### AUSGEWÄHLTER TEXT
Martin-Suter-Roman wird in Zürcher Hürlimann-Villa verfilmt
Filme nach Stoffen von Martin Suter boomen. Nach «Giulias Verschwinden» kommt bald «Lila, Lila» ins Kino. Und auch «Der letzte Weynfeldt» ist nun in Arbeit.
Der Mosaikboden in der Eingangshalle ist mit Plastik abgeklebt, vor dem Treppenhaus eine falsche Wand eingezogen, von der Decke hängt Lichtgestänge. Wir befinden uns in der Villa Sihlberg in Zürich, 1898 vom Bierbrauer Albert Heinrich Hürlimann erbaut. In dem romantischen Wohnschlösschen finden die Dreharbeiten zu «Der letzte Weynfeldt» statt.
Dreimal Suter
«Weynfeldt» ist schon der dritte Film innerhalb eines Jahres, der auf Texten des Schweizer Bestsellerautors Martin Suter basiert. Suter schrieb das Drehbuch zur Alterskomödie «Giulias Verschwinden» (mit 130000 Zuschauern der erfolgreichste Schweizer Film 2009). Jetzt geht es auch mit seinen Romanadaptionen Schlag auf Schlag: «Lila, Lila» läuft nächste Woche in den Kinos an (siehe nebenstehende Filmkritik). Regie führte der Aargauer Alain Gsponer, der nach preisgekrönten TV-Auftragsarbeiten in Deutschland («Rose», «Bummm!») nun auch Suters «Weynfeldt» inszeniert und dazu erstmals in der Schweiz dreht.
Im Wohnzimmer der Villa Sihlberg, das von dunklem Holz, schweren Möbeln, Spiegeln und Bildern dominiert wird, sitzt der Hausherr. Es ist der Berner Schauspieler Stefan Kurt. Gekleidet in einen dunklen Massanzug von Al Ferano, verkörpert er Suters Titelfigur: Adrian Weynfeldt ist ein schwerreicher Kunstexperte, distinguiert, distanziert, ein Mann ohne Leidenschaften, der eigentlich nur darauf wartet, von seinen Nächsten hintergangen zu werden.
Frisches Glas, frisches Bier
In der zu drehenden Szene hat Weynfeldt Besuch von dessen verarmtem Malerfreund Strasser (gespielt von Roeland Wiesnekker), der sich auf Kosten des Hausherrn betrinkt, bevor er ihm an den Karren fährt. Dazu muss aber erst ein sauberes Weinglas her. Und ein frisches Bier. Gsponer holt letzteres selbst, stellt es auf den Tisch und weist Wiesnekker an, die Flasche etwas später anzusetzen und etwas mehr zu lamentieren als in der Probe zuvor.

### GESAMMELTE DATEN
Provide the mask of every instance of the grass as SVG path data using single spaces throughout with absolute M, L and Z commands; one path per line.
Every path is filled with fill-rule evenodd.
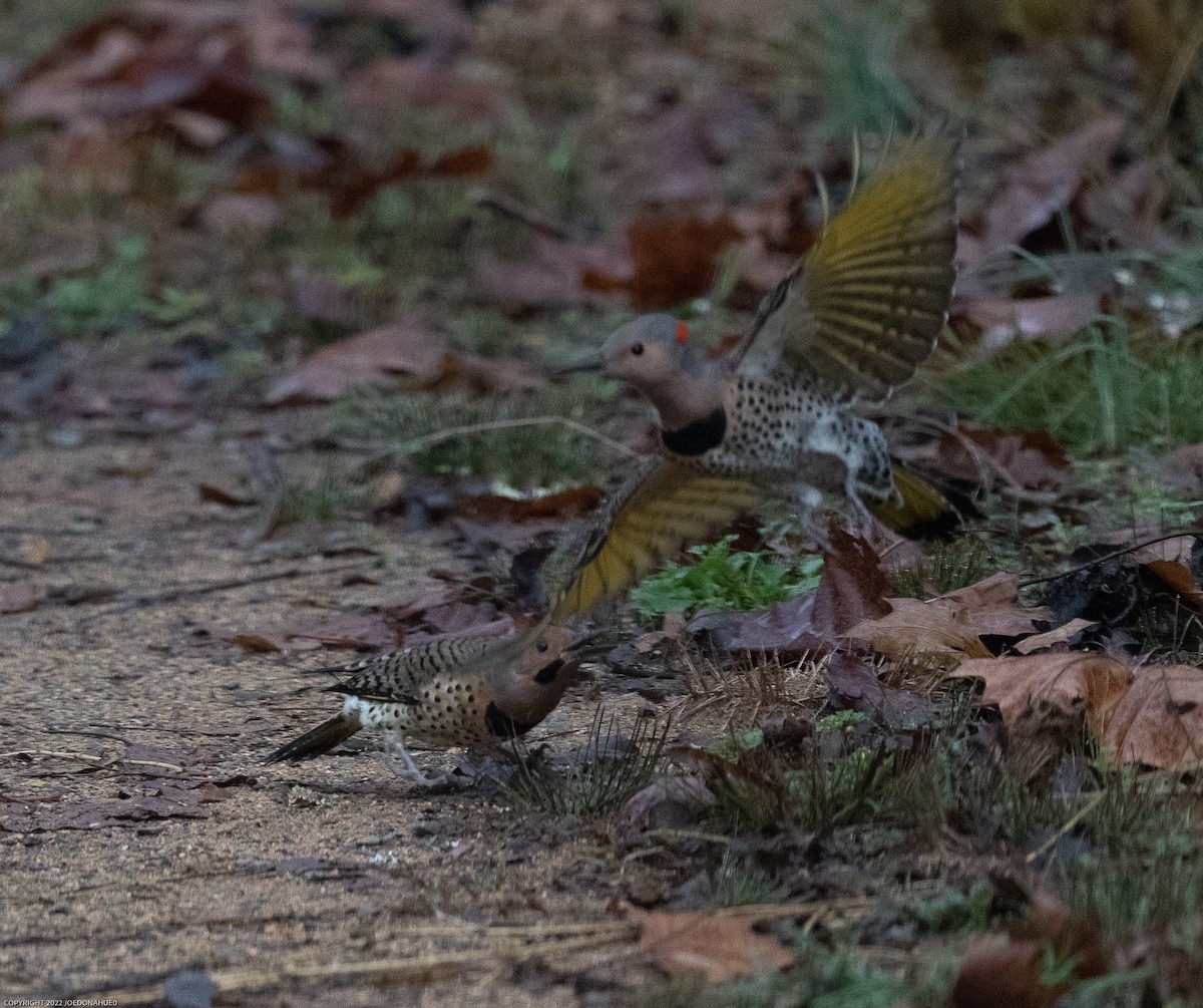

### WORUM ES GEHT
Nennen Sie den Schauspieler, der laut dem ausgewählten Text den Malerfreund Strasser spielt. Das Material ist eigenständig und hat mit dem ausgewählten Text nichts zu tun.

### LÖSUNG DER AUFGABE
Roeland Wiesnekker spielt den Malerfreund Strasser.